| Aim of the task |
Reproduce exactly the lines from the one containing "Task: pick out exposed" through the last line of the records below, both included, and nothing else.
^^^^
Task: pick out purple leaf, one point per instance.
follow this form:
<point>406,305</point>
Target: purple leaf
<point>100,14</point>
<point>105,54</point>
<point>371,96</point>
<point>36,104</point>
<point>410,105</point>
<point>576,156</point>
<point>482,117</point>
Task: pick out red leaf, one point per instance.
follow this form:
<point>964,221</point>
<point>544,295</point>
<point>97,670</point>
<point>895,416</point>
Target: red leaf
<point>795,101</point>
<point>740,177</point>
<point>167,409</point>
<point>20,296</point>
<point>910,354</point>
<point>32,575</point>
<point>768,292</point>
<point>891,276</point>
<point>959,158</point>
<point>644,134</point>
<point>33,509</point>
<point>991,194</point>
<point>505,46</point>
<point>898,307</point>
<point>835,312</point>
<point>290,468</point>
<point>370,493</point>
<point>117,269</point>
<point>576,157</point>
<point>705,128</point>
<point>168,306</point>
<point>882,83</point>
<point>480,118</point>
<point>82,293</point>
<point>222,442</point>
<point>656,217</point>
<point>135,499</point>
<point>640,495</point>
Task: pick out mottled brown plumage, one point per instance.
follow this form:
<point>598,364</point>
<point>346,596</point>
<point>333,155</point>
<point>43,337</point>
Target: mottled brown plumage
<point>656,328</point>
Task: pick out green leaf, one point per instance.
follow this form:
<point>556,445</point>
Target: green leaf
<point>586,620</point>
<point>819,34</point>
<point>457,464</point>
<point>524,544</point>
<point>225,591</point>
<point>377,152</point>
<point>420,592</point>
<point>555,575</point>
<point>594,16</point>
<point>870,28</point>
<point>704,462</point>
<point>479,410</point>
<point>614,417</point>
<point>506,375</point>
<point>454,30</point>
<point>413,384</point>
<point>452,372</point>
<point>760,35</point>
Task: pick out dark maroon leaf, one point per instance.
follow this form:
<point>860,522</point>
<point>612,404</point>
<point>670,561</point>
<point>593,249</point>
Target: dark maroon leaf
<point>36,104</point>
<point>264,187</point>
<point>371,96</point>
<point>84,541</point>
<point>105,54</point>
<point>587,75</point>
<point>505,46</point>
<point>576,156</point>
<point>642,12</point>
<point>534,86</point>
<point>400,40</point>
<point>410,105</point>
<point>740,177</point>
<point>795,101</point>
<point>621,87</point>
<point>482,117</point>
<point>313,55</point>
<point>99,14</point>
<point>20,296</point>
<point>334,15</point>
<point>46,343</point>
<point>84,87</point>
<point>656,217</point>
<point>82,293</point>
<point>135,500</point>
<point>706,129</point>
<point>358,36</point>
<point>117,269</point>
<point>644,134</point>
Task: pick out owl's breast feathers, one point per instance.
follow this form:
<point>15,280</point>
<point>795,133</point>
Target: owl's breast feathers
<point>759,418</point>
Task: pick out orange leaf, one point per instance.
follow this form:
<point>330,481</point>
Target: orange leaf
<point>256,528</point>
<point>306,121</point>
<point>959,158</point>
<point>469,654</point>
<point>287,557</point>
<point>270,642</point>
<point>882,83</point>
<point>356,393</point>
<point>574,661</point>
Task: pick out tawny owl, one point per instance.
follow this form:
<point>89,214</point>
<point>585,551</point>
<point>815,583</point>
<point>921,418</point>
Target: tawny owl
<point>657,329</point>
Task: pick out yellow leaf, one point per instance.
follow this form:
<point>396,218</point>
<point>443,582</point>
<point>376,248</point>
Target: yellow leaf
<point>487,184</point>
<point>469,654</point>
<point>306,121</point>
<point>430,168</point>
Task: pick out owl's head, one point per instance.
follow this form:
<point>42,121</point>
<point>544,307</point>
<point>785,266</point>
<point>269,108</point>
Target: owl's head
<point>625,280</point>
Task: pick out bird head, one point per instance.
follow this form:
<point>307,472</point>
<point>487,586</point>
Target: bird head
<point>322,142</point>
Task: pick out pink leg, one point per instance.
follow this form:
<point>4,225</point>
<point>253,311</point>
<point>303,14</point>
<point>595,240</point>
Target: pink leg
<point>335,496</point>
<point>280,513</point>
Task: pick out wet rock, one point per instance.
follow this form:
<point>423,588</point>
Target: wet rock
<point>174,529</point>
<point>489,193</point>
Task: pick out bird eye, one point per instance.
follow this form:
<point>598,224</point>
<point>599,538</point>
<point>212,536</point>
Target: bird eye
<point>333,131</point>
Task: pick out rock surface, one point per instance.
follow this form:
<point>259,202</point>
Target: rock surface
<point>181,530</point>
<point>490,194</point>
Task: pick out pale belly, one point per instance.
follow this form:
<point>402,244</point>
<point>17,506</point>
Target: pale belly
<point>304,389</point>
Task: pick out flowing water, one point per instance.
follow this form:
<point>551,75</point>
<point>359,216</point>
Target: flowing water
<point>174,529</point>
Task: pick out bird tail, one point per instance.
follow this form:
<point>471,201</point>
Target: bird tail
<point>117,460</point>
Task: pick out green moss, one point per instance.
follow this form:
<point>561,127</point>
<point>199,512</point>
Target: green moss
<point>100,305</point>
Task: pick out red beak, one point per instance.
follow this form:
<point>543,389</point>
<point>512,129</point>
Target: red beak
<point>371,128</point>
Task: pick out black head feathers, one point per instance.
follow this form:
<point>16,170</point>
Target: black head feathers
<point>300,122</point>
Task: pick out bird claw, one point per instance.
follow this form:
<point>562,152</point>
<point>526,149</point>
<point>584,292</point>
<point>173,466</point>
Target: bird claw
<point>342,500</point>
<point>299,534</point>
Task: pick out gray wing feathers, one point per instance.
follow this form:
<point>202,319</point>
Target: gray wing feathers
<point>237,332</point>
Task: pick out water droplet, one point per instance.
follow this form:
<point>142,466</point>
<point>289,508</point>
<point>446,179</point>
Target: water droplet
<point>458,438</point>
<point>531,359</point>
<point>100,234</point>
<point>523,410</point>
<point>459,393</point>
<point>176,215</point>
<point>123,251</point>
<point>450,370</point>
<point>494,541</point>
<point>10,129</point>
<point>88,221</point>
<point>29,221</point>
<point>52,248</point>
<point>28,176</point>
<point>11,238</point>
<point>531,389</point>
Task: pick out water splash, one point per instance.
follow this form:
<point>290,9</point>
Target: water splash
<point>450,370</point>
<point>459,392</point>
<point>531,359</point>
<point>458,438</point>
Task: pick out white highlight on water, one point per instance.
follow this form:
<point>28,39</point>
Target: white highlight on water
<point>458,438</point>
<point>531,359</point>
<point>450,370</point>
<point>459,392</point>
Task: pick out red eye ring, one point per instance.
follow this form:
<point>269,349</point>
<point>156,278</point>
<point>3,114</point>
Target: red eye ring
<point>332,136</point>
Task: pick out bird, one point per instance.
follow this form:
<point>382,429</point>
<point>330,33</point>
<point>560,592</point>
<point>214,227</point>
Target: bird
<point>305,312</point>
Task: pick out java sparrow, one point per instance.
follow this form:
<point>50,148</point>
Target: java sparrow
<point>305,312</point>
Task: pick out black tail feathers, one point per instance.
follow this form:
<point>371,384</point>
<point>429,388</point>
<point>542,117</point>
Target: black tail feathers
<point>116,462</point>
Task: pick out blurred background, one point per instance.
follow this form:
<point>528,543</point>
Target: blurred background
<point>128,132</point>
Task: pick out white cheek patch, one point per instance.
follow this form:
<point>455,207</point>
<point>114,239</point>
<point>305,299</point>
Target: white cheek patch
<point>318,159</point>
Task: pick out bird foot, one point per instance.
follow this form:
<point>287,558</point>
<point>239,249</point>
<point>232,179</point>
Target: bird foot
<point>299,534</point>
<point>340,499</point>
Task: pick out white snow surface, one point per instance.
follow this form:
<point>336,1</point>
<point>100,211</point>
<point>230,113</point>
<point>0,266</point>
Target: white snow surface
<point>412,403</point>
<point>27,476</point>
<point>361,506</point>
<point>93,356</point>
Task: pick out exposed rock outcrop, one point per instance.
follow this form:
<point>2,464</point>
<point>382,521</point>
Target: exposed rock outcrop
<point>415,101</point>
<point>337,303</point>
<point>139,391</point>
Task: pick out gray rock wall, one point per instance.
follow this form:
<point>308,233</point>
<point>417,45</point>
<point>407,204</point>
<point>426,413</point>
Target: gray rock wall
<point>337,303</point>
^^^^
| Final result |
Task: pick out exposed rock outcrop, one point per instance.
follow this form:
<point>2,464</point>
<point>382,521</point>
Target: exposed rock outcrop
<point>415,101</point>
<point>337,303</point>
<point>139,391</point>
Task: pick out gray rock wall, one point per instance.
follow this form:
<point>308,233</point>
<point>417,45</point>
<point>407,204</point>
<point>426,413</point>
Target: gray rock wall
<point>337,303</point>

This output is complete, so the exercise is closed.